Locate every line in the items below that contains the string "grass" and copy each such line. Case counts when matching.

++++++++++++++++++++

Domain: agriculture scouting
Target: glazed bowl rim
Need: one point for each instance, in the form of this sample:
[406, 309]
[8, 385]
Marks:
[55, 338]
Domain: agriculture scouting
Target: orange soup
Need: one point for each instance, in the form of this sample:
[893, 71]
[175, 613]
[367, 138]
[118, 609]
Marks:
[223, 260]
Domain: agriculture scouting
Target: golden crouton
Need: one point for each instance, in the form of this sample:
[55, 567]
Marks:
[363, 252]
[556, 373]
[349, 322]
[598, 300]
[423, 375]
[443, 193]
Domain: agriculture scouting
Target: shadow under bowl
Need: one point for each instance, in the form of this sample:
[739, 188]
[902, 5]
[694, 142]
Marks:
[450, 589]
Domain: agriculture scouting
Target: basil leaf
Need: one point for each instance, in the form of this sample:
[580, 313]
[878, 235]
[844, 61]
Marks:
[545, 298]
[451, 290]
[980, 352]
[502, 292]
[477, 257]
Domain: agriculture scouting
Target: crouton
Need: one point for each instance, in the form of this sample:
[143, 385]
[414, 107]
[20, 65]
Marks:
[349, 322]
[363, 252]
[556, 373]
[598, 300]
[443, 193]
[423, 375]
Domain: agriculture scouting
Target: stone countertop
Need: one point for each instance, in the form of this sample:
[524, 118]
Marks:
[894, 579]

++++++++++++++++++++

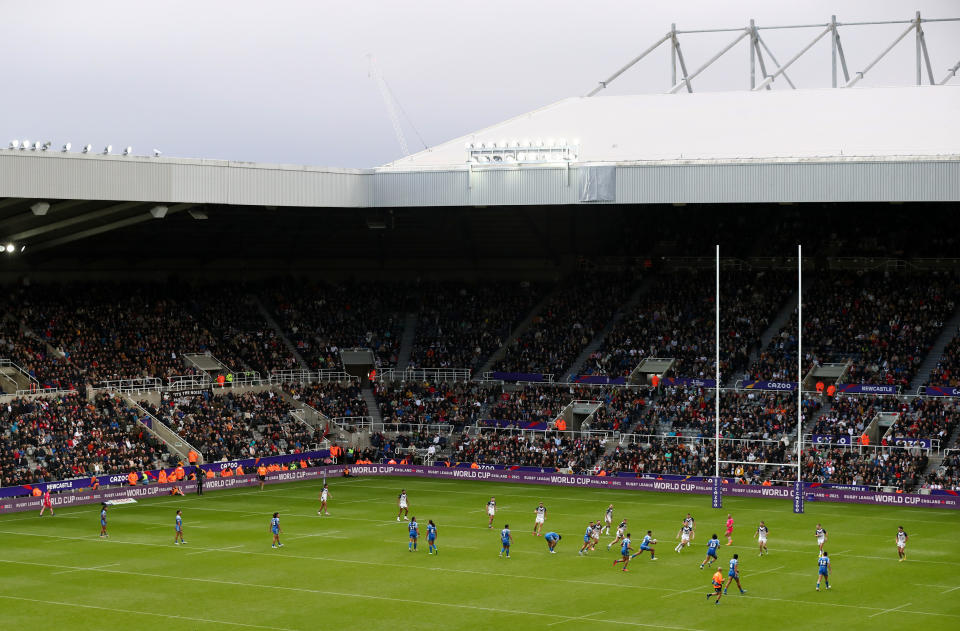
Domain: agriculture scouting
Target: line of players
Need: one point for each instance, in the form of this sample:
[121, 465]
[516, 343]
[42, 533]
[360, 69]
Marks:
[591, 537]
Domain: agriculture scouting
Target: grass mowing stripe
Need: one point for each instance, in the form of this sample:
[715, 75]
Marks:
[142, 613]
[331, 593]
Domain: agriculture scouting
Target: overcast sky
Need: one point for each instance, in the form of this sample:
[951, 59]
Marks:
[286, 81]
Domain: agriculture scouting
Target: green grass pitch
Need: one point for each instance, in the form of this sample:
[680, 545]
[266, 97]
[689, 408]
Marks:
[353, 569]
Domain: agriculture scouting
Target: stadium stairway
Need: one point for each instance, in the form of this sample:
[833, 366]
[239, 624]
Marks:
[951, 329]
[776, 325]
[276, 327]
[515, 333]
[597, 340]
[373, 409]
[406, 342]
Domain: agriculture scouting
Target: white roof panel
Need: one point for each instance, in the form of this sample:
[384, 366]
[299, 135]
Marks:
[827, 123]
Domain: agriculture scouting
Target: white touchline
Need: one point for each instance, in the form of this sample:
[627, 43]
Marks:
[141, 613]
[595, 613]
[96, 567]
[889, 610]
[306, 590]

++++++++++++++++++++

◆ **IN RESPONSE**:
Target: grass mowing stripe
Target: green grass pitch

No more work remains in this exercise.